(Stored items)

☆ ☆ ☆ ☆ ☆

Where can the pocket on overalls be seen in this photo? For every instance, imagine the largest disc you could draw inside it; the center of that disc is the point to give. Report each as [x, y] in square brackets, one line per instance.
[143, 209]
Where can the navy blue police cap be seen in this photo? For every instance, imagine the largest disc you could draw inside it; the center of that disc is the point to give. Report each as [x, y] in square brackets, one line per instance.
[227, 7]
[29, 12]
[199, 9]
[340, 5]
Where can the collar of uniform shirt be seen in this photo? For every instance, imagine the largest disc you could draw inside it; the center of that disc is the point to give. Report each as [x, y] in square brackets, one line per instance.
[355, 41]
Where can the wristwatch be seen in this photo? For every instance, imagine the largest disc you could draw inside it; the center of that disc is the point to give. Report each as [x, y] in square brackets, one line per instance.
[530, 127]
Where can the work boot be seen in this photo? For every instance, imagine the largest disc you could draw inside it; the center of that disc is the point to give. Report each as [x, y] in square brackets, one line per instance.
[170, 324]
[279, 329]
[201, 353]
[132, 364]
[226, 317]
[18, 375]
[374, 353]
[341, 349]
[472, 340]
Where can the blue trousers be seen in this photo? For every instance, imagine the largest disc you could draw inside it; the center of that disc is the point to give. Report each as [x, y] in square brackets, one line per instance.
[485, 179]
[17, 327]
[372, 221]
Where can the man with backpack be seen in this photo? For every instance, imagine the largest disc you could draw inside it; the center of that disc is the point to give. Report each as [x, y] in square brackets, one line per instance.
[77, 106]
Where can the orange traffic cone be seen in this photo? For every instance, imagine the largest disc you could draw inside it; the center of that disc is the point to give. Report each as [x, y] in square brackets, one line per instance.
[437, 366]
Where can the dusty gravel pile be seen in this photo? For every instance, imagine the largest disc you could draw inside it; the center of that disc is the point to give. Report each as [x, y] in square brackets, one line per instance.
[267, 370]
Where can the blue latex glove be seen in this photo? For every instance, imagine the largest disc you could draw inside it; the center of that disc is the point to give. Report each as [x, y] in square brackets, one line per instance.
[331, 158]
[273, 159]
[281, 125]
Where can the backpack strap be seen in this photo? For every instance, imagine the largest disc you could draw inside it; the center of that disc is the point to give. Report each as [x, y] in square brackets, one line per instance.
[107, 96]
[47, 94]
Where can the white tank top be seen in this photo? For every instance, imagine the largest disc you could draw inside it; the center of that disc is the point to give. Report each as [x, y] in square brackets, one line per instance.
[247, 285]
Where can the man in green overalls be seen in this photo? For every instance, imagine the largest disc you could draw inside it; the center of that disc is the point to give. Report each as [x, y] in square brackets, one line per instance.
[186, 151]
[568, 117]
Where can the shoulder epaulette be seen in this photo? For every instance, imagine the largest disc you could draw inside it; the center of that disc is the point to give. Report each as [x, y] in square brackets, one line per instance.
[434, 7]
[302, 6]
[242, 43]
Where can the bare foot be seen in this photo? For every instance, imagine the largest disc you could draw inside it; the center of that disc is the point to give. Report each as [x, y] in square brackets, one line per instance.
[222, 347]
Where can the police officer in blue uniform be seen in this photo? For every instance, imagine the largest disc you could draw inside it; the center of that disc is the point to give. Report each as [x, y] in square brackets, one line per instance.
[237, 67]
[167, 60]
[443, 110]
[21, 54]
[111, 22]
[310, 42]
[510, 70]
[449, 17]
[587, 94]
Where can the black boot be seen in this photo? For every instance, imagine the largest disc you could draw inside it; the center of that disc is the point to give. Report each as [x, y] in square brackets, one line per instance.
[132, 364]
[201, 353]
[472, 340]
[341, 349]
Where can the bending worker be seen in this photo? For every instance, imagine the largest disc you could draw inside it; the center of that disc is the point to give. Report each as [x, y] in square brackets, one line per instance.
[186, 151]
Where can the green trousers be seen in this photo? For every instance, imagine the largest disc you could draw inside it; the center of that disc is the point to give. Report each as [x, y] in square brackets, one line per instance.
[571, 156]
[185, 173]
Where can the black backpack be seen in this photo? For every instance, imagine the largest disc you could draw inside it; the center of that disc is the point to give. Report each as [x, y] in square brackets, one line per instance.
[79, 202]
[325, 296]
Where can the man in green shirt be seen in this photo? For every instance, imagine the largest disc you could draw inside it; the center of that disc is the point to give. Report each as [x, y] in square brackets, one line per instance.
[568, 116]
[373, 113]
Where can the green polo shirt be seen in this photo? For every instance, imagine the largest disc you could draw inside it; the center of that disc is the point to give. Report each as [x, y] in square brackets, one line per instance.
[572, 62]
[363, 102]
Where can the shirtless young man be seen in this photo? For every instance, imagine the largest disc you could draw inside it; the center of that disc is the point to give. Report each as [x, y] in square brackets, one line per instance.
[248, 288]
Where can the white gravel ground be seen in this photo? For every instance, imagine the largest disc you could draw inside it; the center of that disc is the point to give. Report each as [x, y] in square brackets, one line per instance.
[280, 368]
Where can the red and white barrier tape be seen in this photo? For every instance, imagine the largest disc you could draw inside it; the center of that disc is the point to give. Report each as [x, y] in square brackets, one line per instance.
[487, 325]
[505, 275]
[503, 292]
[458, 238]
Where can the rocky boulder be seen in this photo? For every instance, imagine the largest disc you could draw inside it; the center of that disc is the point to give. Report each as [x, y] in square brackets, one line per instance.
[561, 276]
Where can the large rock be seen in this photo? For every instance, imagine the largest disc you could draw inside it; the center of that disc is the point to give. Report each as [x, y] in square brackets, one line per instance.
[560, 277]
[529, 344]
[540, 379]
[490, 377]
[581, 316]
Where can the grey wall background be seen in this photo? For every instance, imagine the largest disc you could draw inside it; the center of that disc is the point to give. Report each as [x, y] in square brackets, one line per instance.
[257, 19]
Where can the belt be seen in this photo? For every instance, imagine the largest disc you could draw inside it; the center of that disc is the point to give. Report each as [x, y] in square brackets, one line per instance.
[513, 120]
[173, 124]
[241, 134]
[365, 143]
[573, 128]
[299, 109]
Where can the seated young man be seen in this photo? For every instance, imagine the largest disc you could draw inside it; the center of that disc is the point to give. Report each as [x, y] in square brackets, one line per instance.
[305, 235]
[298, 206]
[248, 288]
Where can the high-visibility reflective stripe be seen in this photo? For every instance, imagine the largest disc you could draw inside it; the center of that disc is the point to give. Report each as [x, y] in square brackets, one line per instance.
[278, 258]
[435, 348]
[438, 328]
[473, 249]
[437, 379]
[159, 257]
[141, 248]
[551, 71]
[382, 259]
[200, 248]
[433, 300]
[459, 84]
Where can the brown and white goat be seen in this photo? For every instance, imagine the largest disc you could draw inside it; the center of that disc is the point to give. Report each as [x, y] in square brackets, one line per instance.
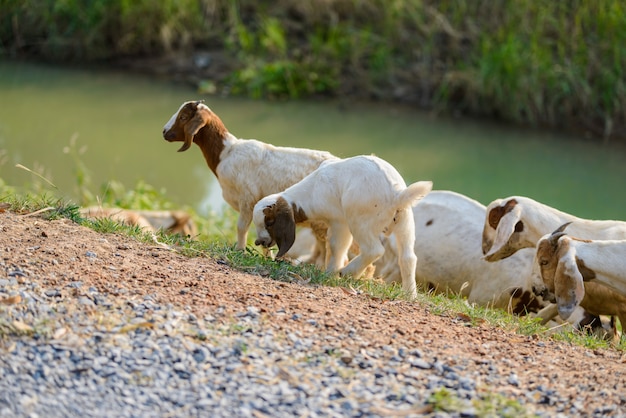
[246, 169]
[589, 273]
[519, 222]
[358, 198]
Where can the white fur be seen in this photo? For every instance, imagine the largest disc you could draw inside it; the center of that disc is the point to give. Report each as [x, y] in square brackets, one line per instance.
[535, 220]
[249, 170]
[361, 198]
[448, 230]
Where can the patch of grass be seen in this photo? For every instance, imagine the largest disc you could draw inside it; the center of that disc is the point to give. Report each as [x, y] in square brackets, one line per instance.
[215, 241]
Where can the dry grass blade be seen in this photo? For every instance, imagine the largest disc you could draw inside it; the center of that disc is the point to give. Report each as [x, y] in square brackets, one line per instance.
[36, 174]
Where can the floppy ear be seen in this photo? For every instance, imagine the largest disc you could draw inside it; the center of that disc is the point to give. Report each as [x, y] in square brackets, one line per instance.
[506, 225]
[284, 228]
[569, 288]
[192, 127]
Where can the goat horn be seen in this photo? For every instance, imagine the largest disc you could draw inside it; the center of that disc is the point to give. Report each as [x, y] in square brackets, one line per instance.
[186, 145]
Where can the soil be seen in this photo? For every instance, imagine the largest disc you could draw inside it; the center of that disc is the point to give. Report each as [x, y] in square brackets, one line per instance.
[60, 251]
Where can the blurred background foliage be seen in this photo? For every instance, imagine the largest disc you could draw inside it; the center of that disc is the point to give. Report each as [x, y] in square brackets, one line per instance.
[541, 63]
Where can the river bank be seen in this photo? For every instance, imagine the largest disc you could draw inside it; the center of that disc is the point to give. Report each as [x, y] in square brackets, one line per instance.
[541, 64]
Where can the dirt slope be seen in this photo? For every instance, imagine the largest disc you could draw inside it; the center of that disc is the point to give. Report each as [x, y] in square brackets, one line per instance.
[58, 252]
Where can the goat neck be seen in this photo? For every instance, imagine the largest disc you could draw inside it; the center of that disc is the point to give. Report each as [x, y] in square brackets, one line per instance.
[212, 138]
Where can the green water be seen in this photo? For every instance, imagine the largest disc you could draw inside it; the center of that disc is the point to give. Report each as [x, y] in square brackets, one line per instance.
[117, 119]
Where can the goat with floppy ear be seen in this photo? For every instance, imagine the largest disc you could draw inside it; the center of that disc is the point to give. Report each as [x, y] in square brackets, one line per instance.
[518, 222]
[246, 169]
[358, 198]
[589, 273]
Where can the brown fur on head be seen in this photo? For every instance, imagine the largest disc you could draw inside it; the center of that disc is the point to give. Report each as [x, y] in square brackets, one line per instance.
[187, 124]
[281, 225]
[191, 125]
[500, 243]
[498, 212]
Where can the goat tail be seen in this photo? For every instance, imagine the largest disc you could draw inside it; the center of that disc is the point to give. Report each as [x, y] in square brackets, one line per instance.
[413, 193]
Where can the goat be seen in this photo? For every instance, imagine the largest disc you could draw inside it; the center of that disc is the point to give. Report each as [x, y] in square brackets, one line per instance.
[448, 228]
[171, 221]
[587, 273]
[246, 169]
[358, 198]
[519, 222]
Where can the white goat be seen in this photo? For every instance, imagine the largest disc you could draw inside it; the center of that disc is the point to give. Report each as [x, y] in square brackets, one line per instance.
[519, 222]
[448, 229]
[360, 197]
[576, 272]
[246, 169]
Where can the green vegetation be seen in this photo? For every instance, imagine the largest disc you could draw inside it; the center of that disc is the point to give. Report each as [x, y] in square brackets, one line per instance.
[215, 240]
[558, 64]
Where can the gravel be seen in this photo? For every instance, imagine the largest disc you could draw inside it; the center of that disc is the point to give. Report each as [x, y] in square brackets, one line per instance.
[68, 348]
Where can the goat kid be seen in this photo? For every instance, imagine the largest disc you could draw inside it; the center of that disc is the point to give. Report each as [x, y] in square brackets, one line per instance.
[576, 272]
[246, 169]
[448, 229]
[519, 222]
[358, 198]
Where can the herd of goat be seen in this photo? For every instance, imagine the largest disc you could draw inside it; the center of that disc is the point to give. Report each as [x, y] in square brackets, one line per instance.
[356, 216]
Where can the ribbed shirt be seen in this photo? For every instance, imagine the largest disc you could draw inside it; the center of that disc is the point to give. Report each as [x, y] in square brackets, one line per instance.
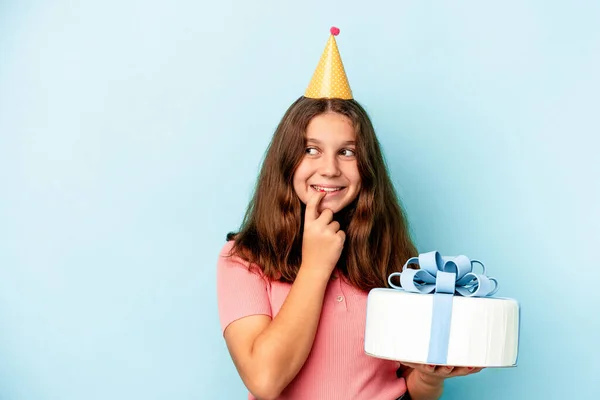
[337, 366]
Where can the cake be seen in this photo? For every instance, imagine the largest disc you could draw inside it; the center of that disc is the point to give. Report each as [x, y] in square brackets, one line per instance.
[442, 314]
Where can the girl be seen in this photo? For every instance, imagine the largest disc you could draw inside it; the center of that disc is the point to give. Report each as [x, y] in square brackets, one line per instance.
[323, 228]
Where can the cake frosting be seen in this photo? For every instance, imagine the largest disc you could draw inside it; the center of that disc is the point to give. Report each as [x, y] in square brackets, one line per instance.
[443, 314]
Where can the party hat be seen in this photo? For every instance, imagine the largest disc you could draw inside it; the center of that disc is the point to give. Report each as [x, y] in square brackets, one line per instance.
[329, 80]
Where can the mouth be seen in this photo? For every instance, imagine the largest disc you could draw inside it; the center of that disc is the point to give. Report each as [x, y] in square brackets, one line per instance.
[328, 189]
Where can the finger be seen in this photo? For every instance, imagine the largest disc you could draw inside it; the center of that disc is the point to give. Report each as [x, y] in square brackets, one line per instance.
[445, 370]
[430, 368]
[312, 212]
[326, 216]
[462, 371]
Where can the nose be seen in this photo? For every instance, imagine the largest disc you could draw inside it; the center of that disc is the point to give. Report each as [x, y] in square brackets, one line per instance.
[329, 166]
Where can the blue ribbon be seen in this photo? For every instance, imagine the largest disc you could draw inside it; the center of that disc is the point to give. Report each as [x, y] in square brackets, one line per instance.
[444, 277]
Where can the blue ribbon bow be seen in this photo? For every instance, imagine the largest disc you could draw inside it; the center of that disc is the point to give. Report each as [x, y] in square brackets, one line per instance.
[445, 277]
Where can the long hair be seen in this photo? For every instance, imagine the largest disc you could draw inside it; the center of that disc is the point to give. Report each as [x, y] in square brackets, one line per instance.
[377, 238]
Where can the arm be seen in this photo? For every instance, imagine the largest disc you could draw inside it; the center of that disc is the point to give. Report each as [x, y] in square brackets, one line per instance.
[268, 354]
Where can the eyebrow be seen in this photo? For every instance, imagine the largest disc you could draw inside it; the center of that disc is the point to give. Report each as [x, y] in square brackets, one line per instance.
[319, 142]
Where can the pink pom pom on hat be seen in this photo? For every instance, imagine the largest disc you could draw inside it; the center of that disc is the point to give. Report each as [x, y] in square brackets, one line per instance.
[329, 79]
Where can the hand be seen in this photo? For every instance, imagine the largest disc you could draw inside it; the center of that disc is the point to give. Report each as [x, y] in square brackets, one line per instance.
[323, 240]
[434, 375]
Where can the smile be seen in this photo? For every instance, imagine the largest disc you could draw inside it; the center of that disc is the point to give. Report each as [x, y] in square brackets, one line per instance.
[326, 189]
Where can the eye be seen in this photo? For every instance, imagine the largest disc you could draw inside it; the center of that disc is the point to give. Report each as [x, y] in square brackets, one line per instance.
[311, 151]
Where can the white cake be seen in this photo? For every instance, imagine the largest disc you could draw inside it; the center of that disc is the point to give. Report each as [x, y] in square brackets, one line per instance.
[484, 331]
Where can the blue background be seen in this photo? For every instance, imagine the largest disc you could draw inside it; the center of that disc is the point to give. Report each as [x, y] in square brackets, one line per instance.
[131, 133]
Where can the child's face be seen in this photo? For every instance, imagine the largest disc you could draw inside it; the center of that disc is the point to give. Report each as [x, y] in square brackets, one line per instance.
[329, 162]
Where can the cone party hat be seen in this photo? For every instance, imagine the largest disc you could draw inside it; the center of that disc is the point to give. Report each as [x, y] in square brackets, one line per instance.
[330, 80]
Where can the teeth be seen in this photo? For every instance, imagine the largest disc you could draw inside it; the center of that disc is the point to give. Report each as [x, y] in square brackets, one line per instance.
[328, 190]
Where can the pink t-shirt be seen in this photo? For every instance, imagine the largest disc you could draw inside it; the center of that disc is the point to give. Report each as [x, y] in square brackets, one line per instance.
[337, 367]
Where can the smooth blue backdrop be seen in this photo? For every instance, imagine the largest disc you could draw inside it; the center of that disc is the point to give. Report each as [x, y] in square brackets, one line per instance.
[131, 133]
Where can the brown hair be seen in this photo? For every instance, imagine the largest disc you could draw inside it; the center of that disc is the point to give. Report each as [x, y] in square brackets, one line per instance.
[377, 238]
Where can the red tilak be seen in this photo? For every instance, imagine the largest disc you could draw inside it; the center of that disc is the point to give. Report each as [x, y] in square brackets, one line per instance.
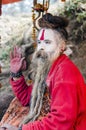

☆ ☆ ☆ ☆ ☆

The copy should start at the line that contains "Where can the child's", end at the last line of the entries above, and match each line exactly, with pictures dropped.

Where can the child's face be seen in this photo? For every instance, imagine the largest disc you could draw inside it; the center of that disc is the point to give. Report each as [x, y] in square brackets, one line per instance.
[329, 162]
Where can the cone party hat be seen in this photo? For every instance, imagine the largest disc you could draw inside it; the center of that disc is the point to give. Report each as [x, y] in square brackets, one line per instance.
[330, 80]
Where can the teeth be seen in this photo? For every instance, imagine the largest disc you could draw inside it; the center of that disc is the point to give. Report each as [x, y] in square brackets, one line per instance.
[328, 190]
Where can the pink t-shirt be seen in this photo? For every instance, imagine the largest disc you could draw inside it; the center of that disc is the point to give. Report each as [x, y] in square brackets, one line per instance.
[337, 367]
Where can the smooth blue backdrop be seen in this photo? For every instance, imagine the largest disc you could draw inside it; the center of that disc is the point to give. Report each as [x, y] in square brackets, one line per instance.
[131, 133]
Where can the brown hair be seen in this photo? For every instance, imagine the largest disc you could draw inside it; the center of that disc is the point to give. Report each as [x, y] in square brackets, one line per instance.
[377, 238]
Where can the red tilak be seen in this photo? For every instance, imagine the largest disc you could draw inside it; the center of that disc is the point to give. Report each as [x, y] in square brackets, one line per instance.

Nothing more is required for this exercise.